§ Problem:
Only the lines containing "screen" belong in the answer; find them in the material below.

Segment Open

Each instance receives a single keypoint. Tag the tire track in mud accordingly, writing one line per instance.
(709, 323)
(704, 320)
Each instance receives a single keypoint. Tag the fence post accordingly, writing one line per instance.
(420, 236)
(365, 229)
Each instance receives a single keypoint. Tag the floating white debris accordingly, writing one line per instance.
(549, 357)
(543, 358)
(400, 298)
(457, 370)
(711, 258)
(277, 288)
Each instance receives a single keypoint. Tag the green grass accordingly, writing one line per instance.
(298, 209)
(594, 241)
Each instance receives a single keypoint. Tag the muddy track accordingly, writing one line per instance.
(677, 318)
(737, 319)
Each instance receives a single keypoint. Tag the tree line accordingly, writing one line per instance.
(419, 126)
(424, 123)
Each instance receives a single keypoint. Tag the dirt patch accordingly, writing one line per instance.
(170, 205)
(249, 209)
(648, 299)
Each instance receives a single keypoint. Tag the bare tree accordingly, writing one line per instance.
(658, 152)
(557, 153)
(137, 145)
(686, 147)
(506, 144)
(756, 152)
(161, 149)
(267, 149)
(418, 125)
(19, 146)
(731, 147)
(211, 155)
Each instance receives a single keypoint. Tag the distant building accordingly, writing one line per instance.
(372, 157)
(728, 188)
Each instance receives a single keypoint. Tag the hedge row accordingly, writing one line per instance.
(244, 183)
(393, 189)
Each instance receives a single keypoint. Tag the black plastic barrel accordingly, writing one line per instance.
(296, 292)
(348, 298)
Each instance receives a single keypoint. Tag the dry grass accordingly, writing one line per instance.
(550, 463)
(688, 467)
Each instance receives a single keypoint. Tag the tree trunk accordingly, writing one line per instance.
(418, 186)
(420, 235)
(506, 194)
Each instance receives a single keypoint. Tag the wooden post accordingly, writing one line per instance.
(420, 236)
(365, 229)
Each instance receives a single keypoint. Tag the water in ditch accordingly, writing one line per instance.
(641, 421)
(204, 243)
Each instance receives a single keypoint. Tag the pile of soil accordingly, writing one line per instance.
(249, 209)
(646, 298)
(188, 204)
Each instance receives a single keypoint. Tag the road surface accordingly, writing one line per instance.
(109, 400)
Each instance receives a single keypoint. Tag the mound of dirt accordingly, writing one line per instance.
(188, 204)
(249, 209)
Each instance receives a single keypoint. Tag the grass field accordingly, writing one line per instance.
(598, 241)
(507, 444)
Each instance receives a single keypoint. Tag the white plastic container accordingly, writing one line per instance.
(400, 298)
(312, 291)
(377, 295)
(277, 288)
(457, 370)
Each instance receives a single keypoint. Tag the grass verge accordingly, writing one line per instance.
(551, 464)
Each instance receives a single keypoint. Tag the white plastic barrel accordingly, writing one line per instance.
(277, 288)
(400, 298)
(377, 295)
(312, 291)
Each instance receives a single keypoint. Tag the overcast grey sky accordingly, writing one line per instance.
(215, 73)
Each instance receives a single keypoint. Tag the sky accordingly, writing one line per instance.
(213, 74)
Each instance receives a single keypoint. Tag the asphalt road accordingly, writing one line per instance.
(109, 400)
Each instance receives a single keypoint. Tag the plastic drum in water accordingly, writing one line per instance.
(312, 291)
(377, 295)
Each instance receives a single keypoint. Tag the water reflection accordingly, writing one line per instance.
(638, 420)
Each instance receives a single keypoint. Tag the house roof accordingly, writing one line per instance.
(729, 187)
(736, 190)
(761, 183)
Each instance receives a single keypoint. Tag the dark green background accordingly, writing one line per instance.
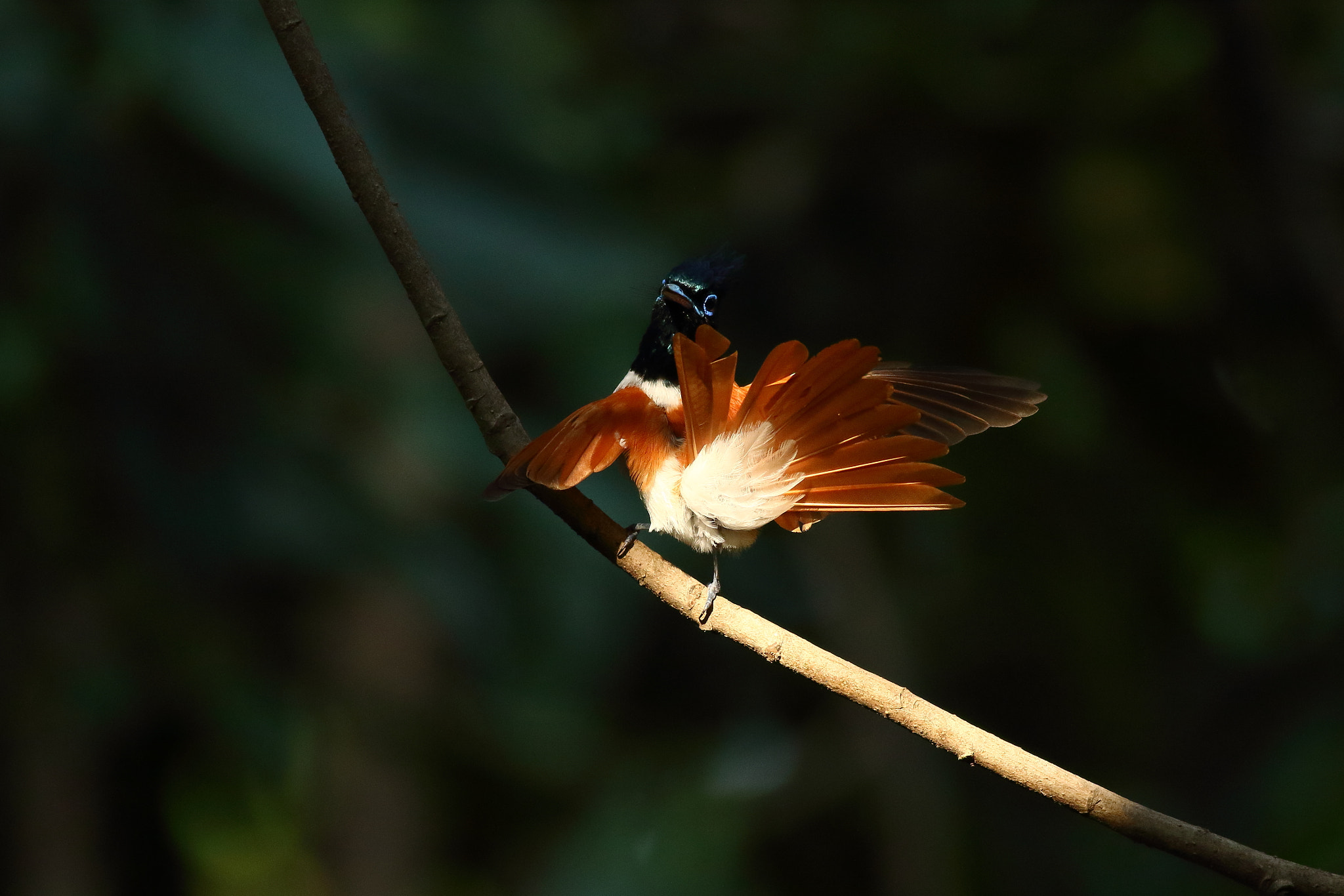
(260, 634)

Segment Closed
Segment Open

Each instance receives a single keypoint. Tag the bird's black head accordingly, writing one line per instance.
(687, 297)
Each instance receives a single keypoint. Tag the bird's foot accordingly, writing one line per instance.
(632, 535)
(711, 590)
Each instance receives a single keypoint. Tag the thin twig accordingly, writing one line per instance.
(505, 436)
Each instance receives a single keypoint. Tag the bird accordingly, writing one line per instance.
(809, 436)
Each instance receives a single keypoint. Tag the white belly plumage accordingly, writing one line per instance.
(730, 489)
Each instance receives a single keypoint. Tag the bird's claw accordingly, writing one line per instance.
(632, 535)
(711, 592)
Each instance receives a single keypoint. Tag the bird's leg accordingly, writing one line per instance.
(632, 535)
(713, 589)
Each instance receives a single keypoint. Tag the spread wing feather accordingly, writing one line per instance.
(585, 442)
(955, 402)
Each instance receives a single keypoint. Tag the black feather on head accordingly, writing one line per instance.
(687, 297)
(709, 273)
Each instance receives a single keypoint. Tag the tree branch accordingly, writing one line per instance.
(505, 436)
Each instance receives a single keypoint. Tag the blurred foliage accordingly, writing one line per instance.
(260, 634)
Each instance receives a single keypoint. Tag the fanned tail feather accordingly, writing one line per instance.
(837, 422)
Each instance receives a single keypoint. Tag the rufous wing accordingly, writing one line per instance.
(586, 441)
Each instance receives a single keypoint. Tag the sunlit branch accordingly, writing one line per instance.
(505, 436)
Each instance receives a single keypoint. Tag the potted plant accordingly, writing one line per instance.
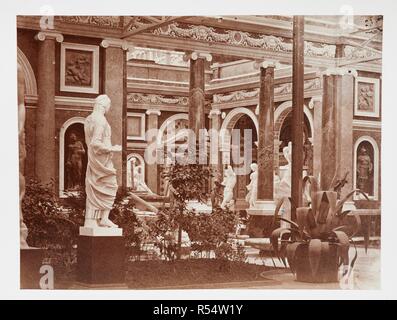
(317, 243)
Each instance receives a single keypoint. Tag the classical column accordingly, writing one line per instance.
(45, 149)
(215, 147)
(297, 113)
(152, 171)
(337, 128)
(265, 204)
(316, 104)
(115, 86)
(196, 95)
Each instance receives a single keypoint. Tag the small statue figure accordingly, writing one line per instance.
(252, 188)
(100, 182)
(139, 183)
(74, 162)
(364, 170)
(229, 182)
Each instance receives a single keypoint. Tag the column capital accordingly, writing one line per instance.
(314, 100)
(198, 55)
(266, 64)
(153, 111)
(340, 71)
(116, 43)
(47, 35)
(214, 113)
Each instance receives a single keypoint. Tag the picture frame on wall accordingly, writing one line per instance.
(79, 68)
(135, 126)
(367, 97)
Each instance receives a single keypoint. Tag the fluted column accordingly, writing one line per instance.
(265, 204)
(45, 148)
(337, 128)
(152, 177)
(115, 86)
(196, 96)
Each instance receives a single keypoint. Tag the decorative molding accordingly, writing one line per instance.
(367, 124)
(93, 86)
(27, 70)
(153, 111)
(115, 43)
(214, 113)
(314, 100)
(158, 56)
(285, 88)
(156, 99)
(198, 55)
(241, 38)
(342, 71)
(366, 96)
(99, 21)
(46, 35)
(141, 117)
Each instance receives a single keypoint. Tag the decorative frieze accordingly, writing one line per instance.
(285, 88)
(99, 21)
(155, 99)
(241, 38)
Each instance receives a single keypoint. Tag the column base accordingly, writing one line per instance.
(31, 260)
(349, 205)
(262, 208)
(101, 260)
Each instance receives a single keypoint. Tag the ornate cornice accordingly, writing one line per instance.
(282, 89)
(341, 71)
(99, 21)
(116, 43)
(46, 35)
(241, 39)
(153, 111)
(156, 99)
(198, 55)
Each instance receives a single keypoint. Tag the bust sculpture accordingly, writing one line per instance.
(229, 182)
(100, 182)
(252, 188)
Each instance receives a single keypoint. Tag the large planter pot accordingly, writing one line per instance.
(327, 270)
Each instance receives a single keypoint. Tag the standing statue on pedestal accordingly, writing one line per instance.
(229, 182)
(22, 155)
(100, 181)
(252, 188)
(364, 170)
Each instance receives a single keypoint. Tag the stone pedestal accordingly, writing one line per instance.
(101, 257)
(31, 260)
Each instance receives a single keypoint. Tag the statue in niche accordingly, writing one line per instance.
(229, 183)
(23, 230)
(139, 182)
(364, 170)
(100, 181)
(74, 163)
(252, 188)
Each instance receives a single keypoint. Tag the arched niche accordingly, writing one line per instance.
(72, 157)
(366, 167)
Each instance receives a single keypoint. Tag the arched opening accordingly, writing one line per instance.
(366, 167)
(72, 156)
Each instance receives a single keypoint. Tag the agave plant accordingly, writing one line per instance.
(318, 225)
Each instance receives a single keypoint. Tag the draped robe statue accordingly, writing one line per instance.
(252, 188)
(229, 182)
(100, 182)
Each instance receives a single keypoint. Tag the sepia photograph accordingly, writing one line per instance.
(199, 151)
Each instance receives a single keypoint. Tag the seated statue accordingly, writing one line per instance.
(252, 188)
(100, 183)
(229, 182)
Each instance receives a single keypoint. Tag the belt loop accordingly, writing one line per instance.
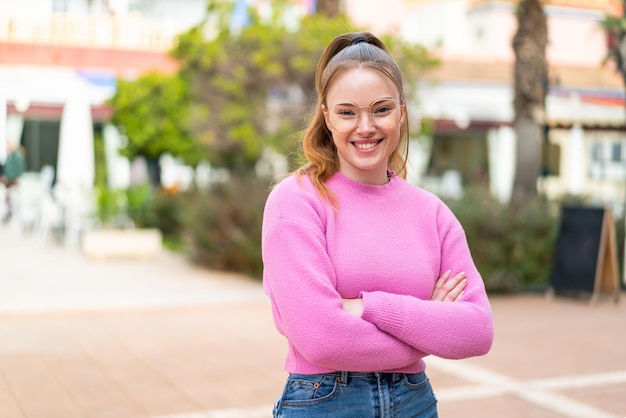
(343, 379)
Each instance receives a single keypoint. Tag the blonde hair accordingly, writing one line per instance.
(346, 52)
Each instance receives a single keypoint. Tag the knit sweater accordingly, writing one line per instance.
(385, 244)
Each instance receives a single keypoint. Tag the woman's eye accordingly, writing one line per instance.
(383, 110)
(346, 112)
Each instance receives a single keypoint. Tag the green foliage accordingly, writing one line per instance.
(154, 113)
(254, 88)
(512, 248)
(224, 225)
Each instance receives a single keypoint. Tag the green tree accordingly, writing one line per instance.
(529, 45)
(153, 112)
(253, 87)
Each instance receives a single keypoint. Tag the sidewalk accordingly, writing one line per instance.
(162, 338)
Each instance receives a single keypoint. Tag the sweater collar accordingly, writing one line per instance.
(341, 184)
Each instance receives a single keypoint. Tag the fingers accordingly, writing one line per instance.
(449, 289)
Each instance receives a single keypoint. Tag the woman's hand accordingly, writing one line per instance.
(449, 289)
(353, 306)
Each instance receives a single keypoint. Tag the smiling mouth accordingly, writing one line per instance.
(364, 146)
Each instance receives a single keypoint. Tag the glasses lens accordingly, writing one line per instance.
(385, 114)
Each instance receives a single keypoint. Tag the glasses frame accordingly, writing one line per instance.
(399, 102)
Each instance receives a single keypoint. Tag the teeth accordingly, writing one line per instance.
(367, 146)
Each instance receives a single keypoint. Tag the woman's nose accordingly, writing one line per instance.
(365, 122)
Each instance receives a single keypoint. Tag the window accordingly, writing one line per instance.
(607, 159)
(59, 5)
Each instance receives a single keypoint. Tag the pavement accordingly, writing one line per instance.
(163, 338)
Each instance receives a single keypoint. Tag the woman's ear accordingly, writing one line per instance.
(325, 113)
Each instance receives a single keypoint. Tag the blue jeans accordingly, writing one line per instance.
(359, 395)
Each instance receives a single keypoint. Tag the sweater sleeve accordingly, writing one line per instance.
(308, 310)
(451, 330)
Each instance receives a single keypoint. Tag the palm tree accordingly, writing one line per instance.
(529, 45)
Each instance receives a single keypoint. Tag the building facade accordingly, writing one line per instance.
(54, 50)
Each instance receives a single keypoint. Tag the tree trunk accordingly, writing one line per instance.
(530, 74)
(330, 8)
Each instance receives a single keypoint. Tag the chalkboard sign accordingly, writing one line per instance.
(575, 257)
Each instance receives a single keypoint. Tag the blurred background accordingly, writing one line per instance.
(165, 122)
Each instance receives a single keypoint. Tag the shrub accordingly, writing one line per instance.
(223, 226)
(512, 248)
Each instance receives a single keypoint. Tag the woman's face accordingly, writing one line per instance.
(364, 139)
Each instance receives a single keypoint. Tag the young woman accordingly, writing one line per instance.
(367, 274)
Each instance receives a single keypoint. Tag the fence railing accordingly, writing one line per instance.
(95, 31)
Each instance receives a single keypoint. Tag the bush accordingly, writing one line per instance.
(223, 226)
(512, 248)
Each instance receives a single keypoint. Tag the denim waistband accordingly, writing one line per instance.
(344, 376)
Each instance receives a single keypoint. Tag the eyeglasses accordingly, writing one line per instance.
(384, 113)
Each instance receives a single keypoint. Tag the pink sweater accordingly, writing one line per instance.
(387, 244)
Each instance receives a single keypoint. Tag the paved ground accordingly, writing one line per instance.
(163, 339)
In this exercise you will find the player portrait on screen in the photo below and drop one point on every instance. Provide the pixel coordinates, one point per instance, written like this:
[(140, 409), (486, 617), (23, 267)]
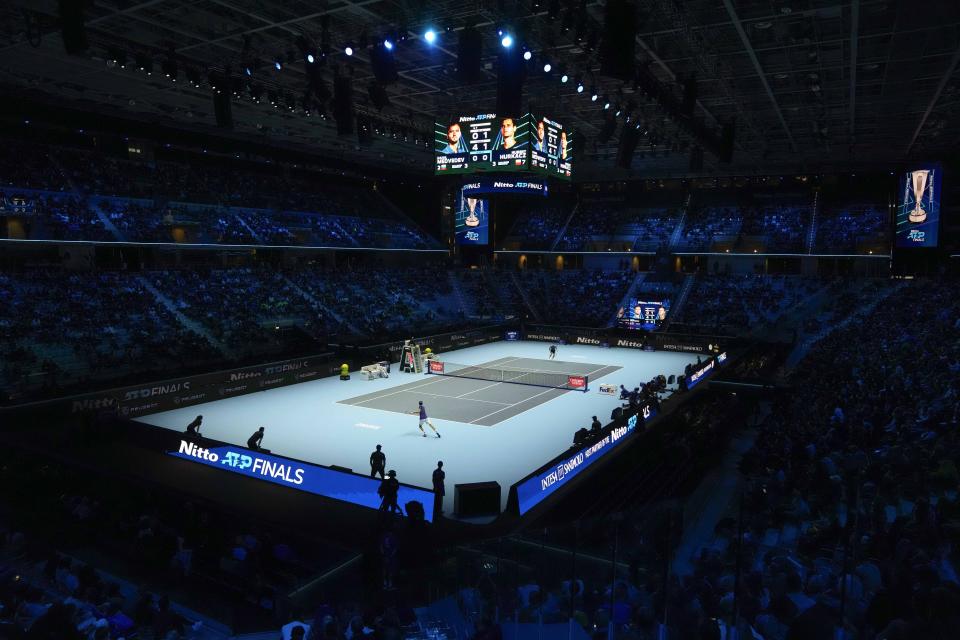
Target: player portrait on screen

Segment Closed
Segment Open

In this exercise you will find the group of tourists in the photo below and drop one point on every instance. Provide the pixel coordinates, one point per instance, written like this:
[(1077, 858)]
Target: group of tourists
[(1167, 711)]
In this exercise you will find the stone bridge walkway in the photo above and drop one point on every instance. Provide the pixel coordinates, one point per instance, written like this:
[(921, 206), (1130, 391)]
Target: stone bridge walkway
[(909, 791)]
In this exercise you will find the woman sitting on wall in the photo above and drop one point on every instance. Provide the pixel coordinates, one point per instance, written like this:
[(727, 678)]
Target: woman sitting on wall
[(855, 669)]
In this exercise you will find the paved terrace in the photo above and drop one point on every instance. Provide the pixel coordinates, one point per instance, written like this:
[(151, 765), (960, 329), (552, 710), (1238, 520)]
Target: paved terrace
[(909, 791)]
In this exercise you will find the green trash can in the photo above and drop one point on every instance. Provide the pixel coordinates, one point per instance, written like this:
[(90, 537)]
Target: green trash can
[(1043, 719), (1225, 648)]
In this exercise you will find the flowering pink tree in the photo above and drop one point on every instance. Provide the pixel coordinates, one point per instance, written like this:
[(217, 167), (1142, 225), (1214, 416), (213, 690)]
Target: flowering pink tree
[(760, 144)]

Segment Closed

§ Answer box:
In this exercise you will find the player portrait on screen in the photo below and drop one point on every instance. Provide the pixel coordinates, one point per instance, written like this:
Target: player portrait on screen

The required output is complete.